- _Direction_:
List every line of the material below that contains the word "apartment", copying each line in full.

- _Data for this exercise_:
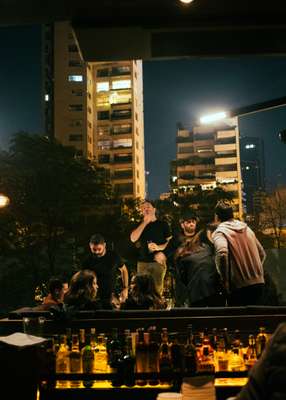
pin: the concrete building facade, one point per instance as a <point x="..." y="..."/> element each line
<point x="97" y="108"/>
<point x="209" y="156"/>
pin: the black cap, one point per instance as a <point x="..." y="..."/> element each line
<point x="188" y="214"/>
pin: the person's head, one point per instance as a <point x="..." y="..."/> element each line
<point x="143" y="285"/>
<point x="223" y="211"/>
<point x="97" y="245"/>
<point x="56" y="289"/>
<point x="83" y="285"/>
<point x="147" y="207"/>
<point x="188" y="222"/>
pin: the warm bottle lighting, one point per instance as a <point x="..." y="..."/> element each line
<point x="4" y="200"/>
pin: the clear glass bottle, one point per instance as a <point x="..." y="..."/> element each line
<point x="75" y="360"/>
<point x="62" y="361"/>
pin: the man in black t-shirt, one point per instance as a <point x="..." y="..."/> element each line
<point x="106" y="264"/>
<point x="153" y="236"/>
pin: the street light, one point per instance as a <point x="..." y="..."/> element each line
<point x="4" y="200"/>
<point x="238" y="112"/>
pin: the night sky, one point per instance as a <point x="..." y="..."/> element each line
<point x="174" y="91"/>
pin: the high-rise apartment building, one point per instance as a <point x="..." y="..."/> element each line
<point x="252" y="169"/>
<point x="97" y="108"/>
<point x="209" y="157"/>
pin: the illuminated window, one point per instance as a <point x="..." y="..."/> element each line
<point x="104" y="144"/>
<point x="122" y="128"/>
<point x="103" y="130"/>
<point x="122" y="97"/>
<point x="75" y="78"/>
<point x="75" y="137"/>
<point x="122" y="143"/>
<point x="102" y="99"/>
<point x="103" y="115"/>
<point x="121" y="70"/>
<point x="75" y="107"/>
<point x="102" y="87"/>
<point x="122" y="84"/>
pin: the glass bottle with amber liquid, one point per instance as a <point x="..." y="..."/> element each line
<point x="128" y="362"/>
<point x="261" y="340"/>
<point x="62" y="361"/>
<point x="87" y="355"/>
<point x="251" y="355"/>
<point x="101" y="358"/>
<point x="165" y="360"/>
<point x="190" y="353"/>
<point x="153" y="355"/>
<point x="141" y="356"/>
<point x="75" y="360"/>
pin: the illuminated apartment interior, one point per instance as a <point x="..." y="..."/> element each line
<point x="96" y="108"/>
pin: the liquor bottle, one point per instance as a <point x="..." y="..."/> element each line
<point x="75" y="360"/>
<point x="141" y="356"/>
<point x="221" y="355"/>
<point x="214" y="338"/>
<point x="114" y="349"/>
<point x="153" y="355"/>
<point x="81" y="339"/>
<point x="115" y="357"/>
<point x="176" y="354"/>
<point x="69" y="337"/>
<point x="101" y="358"/>
<point x="251" y="355"/>
<point x="87" y="355"/>
<point x="165" y="361"/>
<point x="206" y="360"/>
<point x="93" y="342"/>
<point x="128" y="362"/>
<point x="236" y="360"/>
<point x="190" y="354"/>
<point x="63" y="361"/>
<point x="261" y="340"/>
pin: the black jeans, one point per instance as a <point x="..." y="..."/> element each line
<point x="248" y="295"/>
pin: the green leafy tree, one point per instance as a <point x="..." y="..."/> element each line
<point x="52" y="195"/>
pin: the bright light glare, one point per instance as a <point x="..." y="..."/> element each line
<point x="4" y="200"/>
<point x="208" y="119"/>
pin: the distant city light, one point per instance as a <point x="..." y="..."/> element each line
<point x="208" y="119"/>
<point x="4" y="200"/>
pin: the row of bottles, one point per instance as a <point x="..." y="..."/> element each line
<point x="153" y="351"/>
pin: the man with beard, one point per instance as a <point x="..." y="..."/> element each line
<point x="152" y="236"/>
<point x="106" y="264"/>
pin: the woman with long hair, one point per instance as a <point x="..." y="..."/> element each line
<point x="143" y="294"/>
<point x="195" y="263"/>
<point x="82" y="291"/>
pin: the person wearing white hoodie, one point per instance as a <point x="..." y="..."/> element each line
<point x="239" y="258"/>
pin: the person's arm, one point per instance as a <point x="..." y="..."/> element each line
<point x="221" y="257"/>
<point x="137" y="232"/>
<point x="261" y="251"/>
<point x="125" y="282"/>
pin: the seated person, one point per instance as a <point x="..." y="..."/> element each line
<point x="195" y="263"/>
<point x="82" y="291"/>
<point x="143" y="294"/>
<point x="267" y="377"/>
<point x="55" y="296"/>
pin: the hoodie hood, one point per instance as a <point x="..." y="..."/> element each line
<point x="232" y="225"/>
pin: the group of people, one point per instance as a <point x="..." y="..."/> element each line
<point x="219" y="265"/>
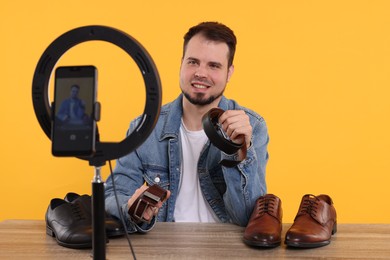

- _Expected output_:
pin: the high-rise apartment building, one point per instance as a <point x="..." y="..."/> element each line
pin: the illuminated apartment interior, one point per instance as a <point x="..." y="..."/> element each line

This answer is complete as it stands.